*RECORDS FOR THIS TASK:*
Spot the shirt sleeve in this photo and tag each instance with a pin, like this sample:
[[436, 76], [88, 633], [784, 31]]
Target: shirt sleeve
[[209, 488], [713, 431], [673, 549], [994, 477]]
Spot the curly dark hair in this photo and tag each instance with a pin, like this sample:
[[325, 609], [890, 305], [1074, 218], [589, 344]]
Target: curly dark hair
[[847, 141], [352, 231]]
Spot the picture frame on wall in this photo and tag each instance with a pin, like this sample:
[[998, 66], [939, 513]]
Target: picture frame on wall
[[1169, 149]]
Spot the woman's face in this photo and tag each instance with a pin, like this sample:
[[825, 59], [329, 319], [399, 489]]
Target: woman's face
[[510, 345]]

*TASK TO CARRY OUT:*
Turn every line of the records above into a numbered list, dropping any blank lines.

*ANSWER TO THIS PROBLEM:*
1. Spot the shirt sleeve in this photo and tag each instance with a pin, like this sample:
2. [[436, 76], [88, 633], [784, 31]]
3. Target: shirt sleeve
4. [[209, 488], [713, 431], [673, 549], [994, 477]]
5. Spot the curly dark hair in this photo and tag each instance with a pin, like this sample:
6. [[325, 609], [890, 305], [1074, 218], [589, 344]]
7. Target: curly dark hair
8. [[847, 141], [352, 231]]
9. Spot the picture frame on wall in this photo and tag each instance with a pin, like this sample:
10. [[998, 66], [939, 513]]
11. Target: picture frame on wall
12. [[1169, 149]]
13. Spot the woman's face in this photo and tag each instance with a pin, like this sample:
14. [[825, 59], [329, 319], [399, 489]]
15. Target: woman's face
16. [[510, 345]]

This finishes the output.